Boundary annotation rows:
━━━━
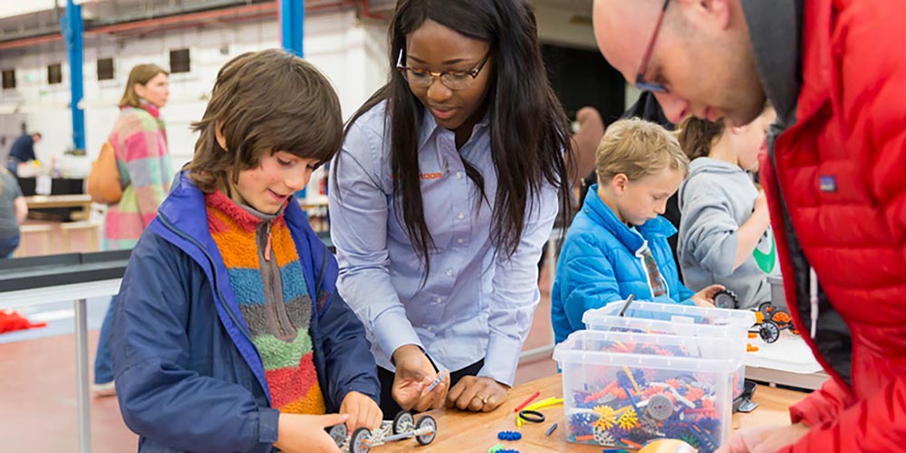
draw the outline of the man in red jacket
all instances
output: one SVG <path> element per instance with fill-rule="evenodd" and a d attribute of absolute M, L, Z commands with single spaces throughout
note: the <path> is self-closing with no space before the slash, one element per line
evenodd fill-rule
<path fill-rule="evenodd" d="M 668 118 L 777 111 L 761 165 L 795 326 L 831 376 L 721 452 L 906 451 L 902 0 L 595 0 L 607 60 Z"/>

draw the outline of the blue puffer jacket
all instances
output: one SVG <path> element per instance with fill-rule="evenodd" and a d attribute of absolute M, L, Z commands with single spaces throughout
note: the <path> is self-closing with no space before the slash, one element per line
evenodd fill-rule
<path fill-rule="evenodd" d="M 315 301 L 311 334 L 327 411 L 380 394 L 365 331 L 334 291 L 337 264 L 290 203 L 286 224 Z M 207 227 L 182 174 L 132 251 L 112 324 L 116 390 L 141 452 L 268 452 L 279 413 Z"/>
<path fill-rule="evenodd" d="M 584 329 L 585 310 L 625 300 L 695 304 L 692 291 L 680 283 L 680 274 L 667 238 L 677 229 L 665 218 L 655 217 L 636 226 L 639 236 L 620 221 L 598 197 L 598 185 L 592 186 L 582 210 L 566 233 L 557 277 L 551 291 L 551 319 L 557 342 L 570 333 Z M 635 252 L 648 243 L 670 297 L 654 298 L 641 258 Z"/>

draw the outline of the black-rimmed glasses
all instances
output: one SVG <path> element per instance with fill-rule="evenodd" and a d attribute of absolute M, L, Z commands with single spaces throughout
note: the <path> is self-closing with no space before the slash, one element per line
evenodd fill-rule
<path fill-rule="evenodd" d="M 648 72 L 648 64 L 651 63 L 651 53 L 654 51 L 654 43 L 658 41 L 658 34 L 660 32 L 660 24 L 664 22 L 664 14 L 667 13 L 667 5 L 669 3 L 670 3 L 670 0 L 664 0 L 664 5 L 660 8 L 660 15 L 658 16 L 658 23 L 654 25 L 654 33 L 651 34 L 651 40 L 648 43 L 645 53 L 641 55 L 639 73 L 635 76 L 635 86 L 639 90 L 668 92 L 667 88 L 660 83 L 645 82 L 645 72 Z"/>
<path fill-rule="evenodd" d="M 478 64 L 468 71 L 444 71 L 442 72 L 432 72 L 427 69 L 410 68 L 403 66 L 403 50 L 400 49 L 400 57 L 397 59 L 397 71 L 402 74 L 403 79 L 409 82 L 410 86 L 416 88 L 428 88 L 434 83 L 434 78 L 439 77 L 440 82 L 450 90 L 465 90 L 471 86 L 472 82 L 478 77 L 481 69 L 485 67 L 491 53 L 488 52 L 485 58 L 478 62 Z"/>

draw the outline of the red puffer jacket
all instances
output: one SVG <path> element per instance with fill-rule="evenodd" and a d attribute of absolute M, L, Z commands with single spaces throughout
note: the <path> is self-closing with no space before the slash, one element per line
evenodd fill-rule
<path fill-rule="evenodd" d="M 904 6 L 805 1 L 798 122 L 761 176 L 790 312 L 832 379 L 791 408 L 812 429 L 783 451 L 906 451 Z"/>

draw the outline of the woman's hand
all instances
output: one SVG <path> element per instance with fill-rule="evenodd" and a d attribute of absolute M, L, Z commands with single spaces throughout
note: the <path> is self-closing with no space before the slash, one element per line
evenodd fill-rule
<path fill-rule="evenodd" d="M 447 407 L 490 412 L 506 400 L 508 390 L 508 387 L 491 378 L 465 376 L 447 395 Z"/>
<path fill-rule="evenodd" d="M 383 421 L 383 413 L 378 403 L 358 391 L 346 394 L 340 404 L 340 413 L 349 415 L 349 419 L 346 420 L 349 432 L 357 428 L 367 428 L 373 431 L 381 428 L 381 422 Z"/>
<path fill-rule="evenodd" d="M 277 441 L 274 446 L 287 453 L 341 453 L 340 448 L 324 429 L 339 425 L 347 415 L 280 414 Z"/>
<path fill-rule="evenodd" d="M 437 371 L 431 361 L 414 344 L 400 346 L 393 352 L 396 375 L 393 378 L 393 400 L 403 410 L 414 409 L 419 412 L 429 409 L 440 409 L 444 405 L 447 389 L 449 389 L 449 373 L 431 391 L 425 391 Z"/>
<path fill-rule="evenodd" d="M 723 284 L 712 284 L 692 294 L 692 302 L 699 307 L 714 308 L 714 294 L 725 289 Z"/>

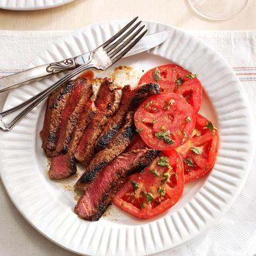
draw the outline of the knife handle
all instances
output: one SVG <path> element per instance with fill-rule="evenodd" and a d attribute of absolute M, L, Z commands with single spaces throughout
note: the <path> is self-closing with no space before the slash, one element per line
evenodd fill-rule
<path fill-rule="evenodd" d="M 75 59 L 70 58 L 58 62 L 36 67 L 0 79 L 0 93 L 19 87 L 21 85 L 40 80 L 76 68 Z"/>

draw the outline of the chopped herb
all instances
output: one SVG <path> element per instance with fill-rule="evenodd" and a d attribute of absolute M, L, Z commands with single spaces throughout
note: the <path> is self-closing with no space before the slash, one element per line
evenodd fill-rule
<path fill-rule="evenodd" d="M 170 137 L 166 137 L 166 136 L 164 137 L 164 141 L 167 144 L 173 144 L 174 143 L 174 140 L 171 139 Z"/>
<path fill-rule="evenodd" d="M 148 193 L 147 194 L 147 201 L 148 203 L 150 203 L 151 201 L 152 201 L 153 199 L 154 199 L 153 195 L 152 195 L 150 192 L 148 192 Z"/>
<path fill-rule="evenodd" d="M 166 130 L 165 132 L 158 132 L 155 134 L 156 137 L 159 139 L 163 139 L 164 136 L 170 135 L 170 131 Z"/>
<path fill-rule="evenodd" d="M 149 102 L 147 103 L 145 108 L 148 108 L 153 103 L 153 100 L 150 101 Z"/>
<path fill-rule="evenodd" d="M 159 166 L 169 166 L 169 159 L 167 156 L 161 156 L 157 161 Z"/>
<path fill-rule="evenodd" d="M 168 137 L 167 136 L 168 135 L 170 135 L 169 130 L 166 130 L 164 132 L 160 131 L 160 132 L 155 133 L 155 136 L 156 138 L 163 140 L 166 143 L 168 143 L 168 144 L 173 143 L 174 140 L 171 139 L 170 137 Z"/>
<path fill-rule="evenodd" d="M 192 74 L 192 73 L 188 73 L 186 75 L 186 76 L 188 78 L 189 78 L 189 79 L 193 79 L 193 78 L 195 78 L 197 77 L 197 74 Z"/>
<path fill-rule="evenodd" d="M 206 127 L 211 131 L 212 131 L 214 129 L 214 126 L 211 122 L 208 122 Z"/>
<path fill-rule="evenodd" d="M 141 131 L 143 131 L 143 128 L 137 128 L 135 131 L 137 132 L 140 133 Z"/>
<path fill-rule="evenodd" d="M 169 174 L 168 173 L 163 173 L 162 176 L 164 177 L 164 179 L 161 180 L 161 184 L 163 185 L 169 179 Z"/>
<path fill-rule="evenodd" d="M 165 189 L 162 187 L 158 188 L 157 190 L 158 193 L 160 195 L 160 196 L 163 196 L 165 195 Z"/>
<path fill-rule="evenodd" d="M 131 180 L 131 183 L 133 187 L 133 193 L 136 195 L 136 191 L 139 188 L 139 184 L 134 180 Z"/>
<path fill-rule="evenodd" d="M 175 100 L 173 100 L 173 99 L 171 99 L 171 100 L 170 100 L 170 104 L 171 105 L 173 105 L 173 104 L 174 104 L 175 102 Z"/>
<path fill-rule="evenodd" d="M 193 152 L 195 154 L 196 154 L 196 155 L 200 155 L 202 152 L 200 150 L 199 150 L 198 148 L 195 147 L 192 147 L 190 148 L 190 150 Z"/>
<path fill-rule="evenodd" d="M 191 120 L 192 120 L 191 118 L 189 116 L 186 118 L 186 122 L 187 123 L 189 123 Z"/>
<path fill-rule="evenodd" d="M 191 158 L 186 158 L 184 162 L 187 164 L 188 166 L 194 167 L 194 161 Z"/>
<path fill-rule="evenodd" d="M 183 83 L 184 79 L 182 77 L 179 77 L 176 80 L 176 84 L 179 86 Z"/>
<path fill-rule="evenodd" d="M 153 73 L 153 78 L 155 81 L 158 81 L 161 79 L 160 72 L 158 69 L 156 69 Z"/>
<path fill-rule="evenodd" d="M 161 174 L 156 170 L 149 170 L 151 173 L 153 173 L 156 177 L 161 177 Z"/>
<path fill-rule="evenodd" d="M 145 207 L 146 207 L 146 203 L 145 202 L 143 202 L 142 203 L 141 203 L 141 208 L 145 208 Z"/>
━━━━
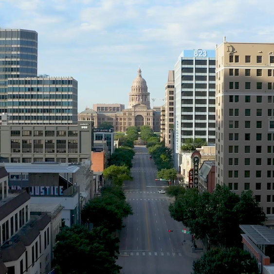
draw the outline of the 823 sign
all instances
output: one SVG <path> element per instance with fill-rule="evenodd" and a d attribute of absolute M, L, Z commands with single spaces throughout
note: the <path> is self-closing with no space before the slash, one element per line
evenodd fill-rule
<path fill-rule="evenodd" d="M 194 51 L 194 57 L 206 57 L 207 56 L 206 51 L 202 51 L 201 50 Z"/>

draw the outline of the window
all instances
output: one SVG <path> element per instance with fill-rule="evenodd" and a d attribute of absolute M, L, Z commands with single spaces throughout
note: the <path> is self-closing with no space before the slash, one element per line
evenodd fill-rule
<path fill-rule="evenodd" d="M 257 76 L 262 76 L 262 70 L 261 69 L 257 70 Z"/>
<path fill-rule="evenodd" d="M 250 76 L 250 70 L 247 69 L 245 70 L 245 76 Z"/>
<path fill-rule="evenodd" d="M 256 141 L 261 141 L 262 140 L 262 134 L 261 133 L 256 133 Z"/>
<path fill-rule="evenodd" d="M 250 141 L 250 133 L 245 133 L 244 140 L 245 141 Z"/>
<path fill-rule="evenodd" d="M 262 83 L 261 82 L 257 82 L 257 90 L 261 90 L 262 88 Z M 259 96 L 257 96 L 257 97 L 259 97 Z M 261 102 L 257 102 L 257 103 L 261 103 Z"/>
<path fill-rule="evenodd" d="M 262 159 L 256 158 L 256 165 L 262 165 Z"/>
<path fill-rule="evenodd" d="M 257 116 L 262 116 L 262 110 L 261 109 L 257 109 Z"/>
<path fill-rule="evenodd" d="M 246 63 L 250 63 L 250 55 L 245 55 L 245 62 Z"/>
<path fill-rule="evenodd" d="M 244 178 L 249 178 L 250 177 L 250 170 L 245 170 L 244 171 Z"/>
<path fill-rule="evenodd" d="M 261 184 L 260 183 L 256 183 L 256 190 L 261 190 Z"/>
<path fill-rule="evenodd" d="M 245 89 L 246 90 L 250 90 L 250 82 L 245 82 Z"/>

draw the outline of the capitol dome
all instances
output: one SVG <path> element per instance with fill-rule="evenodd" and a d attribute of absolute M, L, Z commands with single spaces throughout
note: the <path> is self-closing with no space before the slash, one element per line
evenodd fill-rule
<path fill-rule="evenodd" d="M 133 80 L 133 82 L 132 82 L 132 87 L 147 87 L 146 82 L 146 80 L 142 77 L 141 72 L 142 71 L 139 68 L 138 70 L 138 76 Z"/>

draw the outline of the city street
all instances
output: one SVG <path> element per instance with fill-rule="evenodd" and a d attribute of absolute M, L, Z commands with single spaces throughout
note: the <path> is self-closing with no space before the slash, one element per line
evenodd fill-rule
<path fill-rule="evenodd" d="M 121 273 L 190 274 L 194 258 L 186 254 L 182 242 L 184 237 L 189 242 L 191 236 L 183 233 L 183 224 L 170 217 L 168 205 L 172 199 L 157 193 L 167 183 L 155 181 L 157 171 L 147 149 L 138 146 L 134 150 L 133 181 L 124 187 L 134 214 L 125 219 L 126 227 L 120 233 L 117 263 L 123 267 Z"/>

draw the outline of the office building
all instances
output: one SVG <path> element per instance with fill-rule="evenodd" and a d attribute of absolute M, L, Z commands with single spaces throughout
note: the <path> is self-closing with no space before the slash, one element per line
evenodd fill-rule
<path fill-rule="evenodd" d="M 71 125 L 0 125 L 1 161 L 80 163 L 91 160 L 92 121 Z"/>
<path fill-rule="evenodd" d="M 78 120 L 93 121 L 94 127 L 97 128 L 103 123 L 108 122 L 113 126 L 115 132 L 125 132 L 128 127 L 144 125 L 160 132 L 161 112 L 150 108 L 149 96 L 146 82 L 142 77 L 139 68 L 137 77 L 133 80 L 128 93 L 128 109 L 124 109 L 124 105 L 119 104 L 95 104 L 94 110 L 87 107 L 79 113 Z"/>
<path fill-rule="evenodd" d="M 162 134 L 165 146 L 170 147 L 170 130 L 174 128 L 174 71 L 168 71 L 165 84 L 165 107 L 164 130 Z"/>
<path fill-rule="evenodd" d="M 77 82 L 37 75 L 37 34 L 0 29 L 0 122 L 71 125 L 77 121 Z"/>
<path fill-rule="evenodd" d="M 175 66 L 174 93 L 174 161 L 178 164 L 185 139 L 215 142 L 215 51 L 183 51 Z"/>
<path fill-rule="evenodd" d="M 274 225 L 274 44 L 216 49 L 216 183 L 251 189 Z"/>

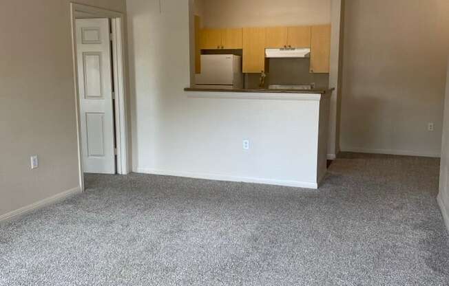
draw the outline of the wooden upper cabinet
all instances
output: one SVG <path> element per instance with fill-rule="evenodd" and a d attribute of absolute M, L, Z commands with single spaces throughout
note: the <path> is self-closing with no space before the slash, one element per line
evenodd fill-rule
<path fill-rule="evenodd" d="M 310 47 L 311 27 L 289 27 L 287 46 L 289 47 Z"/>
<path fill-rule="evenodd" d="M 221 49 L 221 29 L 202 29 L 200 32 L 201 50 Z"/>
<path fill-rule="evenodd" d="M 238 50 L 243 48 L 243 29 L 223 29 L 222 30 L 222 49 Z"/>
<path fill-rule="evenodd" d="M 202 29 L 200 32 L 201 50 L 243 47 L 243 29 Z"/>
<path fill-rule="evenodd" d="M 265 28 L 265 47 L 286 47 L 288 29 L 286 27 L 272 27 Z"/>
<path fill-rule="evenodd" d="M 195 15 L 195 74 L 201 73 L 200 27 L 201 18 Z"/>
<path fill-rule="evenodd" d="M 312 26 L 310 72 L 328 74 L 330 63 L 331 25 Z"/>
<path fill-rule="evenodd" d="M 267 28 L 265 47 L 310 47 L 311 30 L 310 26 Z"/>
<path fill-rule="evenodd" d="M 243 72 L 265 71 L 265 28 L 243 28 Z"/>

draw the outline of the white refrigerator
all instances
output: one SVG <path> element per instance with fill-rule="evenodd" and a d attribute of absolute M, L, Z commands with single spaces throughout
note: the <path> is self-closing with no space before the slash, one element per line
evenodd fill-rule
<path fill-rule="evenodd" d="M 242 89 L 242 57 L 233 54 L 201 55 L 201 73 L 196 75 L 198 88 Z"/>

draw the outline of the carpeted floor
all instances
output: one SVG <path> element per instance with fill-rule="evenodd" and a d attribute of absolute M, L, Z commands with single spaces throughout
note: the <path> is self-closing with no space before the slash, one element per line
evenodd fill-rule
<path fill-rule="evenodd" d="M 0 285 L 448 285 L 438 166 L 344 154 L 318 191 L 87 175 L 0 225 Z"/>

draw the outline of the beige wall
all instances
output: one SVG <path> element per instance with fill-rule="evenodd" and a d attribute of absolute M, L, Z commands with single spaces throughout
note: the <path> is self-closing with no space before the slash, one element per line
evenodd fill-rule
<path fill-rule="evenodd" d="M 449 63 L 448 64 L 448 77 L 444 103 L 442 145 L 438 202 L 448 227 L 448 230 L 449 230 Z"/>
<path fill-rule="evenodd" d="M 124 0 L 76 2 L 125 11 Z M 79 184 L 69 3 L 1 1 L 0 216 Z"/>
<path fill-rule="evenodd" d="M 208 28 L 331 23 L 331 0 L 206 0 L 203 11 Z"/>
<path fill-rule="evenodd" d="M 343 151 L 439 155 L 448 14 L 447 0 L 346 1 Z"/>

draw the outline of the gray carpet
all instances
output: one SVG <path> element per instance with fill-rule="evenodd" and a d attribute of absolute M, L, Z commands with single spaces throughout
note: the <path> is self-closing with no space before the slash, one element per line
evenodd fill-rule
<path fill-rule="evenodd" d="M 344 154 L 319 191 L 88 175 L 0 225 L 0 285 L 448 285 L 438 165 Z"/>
━━━━
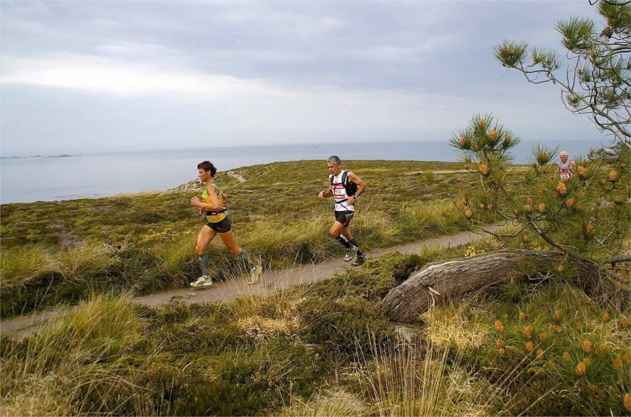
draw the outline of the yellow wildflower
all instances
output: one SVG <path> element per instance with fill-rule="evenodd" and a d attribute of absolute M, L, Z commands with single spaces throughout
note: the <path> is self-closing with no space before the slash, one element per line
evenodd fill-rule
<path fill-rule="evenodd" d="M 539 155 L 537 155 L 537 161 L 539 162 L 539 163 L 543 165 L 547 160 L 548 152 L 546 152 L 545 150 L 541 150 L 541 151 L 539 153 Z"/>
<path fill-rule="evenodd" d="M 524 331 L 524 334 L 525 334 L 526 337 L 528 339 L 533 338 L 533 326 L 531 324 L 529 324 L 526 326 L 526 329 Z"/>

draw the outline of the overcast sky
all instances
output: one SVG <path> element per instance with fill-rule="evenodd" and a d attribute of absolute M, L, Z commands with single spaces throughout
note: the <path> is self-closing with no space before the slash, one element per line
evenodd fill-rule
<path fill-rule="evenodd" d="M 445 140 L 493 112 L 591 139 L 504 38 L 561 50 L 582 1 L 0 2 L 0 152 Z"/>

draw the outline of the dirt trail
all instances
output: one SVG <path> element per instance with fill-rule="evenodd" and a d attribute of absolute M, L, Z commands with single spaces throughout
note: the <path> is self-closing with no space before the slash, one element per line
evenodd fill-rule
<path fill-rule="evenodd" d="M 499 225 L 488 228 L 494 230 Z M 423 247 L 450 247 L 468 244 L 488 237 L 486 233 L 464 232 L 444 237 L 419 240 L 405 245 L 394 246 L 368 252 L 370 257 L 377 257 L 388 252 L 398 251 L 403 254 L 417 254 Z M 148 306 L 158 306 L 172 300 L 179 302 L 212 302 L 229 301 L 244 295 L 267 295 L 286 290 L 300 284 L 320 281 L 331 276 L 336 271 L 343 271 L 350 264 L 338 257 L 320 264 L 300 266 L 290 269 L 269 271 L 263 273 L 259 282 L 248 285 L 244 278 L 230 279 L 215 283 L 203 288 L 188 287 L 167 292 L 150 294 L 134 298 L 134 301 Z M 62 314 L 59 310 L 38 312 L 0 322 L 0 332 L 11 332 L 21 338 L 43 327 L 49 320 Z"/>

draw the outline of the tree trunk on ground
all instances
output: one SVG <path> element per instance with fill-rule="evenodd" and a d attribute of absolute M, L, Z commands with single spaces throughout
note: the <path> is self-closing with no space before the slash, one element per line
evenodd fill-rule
━━━━
Retype without alteration the part of the rows that opens with the line containing "draw the outline of the capitol dome" and closes with the line containing "133 80 L 133", both of those lines included.

> [In response]
draw the outline of the capitol dome
all instances
output: one SVG <path> element per instance with fill-rule="evenodd" and a d attribute of absolute M, L, Z commands with single spaces throughout
note: the <path> is self-closing with no space before the slash, one element per line
evenodd fill-rule
<path fill-rule="evenodd" d="M 133 80 L 133 82 L 132 82 L 132 87 L 147 87 L 146 82 L 146 80 L 142 77 L 141 72 L 142 71 L 139 68 L 138 70 L 138 76 Z"/>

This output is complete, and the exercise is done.